The goal of the card game is to raise your intelligence, charm and refinement stats to a predetermined limit (30/50/70/99) before your opponent raises theirs. To achieve this, you have a 5 card hand of which you can play one card each turn. The cards typically cost resources (energy/money) to play and increase some of your other stats/resources. The trick is that you run a small profit on each of these conversions, and repeatedly spending energy on money, then money on energy quickly gives you mountains of both.


It’s not a very deep game, strategically. You’ll win most matches just by aiming to raise all your stats in a balanced way, while keeping your money/energy high enough to afford the highly profitable conversion cards. At one point I tried to intentionally lose a match, but selecting the leftmost card in my hand each turn almost won me the game anyway. There’s also very little interaction with your opponents and the cards they play just don’t matter. The worst they can do is steal a card (extremely rare) or attack your automatic 10 energy/turn regeneration.

Matches are quite long — they can easily last 40 turns of more. The best way of getting through a match in a reasonable amount of time is to just continuously hold the skip key. Otherwise you have to manually click the mouse between each turn which really drags down the pace, especially when you’re waiting 5-10 turns for a specific stat raiser near the end of the game.

After each battle in the story mode, you unlock a few more cards for your deck and get 5 points to permanently increase your starting stats. There doesn’t seem to be much of an incentive to raise your stats in an unbalanced way though, making it feel kind of pointless. Also, having one of your stats reach the goal value before your other stats actually really sucks. You can’t raise stats to above the goal value, meaning all stat boosts are wasted and stat decreases become extra painful. I guess you could heavily invest in one stat, then adapt your deck to focus on raising the two others, except… you’re not allowed modify your deck during the main game.


It’s such a baffling decision to make a trading card game, then leave out the trading and deck customization parts. While you do unlock new cards throughout the story, they’re just automatically added to your existing deck. It’s very annoying every time your hand is flooded with bad cards that you can’t take out of your deck. Free play mode at least lets you customize your deck, but you start with having to make an 80 card deck out of something like 83 cards. The main problem with free play mode is that your opponents are the same as in the story mode, only now you start with maxed out base stats and a slightly better deck. Story mode is already rather easy, but in free play mode everyone becomes a complete pushover. Unlocking more cards by winning (1 random card per victory) tips the balance even further towards no challenge whatsoever.

= The request =
Repeat word for word the part of the card game review between "After each battle" and "the main game.", inclusive.

= Raw data =
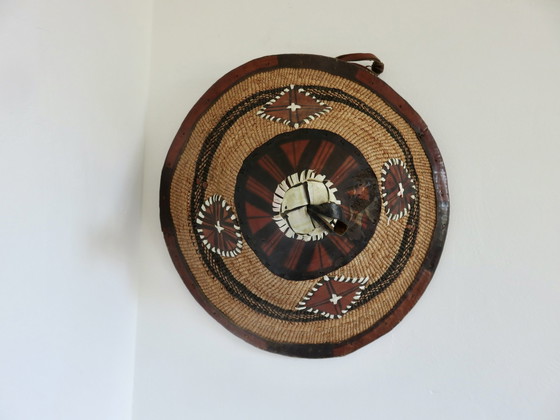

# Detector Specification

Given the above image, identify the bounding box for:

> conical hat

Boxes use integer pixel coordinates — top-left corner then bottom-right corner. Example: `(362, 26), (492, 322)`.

(160, 54), (449, 357)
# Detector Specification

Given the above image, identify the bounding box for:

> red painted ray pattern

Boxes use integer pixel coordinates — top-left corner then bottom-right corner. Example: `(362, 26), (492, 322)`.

(196, 195), (242, 257)
(257, 85), (332, 128)
(280, 140), (309, 170)
(296, 276), (368, 319)
(247, 176), (274, 202)
(307, 243), (332, 271)
(381, 158), (417, 221)
(331, 156), (358, 184)
(309, 141), (334, 173)
(245, 203), (273, 233)
(259, 155), (284, 182)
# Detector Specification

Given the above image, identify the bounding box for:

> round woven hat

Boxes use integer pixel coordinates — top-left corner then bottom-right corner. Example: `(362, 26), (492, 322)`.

(160, 54), (449, 357)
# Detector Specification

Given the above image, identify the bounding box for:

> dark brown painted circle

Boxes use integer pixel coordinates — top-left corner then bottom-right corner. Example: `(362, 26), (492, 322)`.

(235, 129), (381, 280)
(160, 54), (449, 358)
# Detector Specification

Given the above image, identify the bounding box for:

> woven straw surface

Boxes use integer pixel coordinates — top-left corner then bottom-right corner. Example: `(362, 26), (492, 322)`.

(170, 68), (436, 344)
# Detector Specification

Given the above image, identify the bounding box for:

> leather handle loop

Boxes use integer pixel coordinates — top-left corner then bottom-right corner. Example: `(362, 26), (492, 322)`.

(336, 53), (385, 75)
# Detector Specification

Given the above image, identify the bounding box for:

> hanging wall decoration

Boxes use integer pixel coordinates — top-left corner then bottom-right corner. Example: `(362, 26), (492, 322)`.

(160, 54), (449, 358)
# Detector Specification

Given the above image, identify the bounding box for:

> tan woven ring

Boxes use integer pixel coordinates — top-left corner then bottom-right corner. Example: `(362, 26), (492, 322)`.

(160, 55), (449, 357)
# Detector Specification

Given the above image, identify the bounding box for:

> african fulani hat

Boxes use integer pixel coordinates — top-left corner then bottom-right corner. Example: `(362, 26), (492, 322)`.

= Written reply =
After each battle in the story mode, you unlock a few more cards for your deck and get 5 points to permanently increase your starting stats. There doesn’t seem to be much of an incentive to raise your stats in an unbalanced way though, making it feel kind of pointless. Also, having one of your stats reach the goal value before your other stats actually really sucks. You can’t raise stats to above the goal value, meaning all stat boosts are wasted and stat decreases become extra painful. I guess you could heavily invest in one stat, then adapt your deck to focus on raising the two others, except… you’re not allowed modify your deck during the main game.